* _AVAILABLE DATA_:
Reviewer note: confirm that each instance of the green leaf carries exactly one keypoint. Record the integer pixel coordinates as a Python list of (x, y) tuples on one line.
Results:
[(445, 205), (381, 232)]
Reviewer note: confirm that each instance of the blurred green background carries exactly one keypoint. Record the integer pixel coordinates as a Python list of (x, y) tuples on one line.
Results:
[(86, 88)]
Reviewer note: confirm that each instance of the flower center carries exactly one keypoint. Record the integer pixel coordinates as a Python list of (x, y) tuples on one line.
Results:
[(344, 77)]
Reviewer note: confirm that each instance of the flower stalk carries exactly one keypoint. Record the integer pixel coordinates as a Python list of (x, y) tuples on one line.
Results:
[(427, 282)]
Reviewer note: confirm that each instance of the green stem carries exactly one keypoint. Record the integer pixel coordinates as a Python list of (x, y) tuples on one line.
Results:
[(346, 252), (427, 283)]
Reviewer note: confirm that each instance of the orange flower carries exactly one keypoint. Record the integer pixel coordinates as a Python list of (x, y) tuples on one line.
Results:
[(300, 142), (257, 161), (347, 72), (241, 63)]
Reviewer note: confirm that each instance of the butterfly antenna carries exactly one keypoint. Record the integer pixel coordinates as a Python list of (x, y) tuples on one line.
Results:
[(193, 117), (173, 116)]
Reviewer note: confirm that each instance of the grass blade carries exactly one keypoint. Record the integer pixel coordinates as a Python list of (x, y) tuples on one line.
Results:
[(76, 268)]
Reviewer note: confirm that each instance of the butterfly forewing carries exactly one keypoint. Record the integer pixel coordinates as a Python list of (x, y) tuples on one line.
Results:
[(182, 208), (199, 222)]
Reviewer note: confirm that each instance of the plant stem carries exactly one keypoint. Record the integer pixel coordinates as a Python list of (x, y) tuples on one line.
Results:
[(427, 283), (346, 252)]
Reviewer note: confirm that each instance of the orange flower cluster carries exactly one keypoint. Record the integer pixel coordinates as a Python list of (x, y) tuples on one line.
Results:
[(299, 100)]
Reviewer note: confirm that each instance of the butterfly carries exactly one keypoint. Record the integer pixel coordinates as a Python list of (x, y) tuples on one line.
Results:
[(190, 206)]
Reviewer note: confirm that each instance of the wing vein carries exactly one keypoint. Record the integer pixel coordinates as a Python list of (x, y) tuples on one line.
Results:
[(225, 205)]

* _WHAT IS BEING ASKED_:
Render the items in the part that opens with the line containing "Reviewer note: confirm that each instance of the grass" and closes with the line containing "[(76, 268)]" as a two-column CSV with the headers note and result. Give one row per item, with each value in a single quoted field and any line breaks replaced by spaces.

* _ANSWER TO THIS PROBLEM_:
note,result
"Reviewer note: confirm that each instance of the grass blade carries exactly one keypoint. Record the integer pixel coordinates as a Python list of (x, y) tuples on one line. Results:","[(76, 268)]"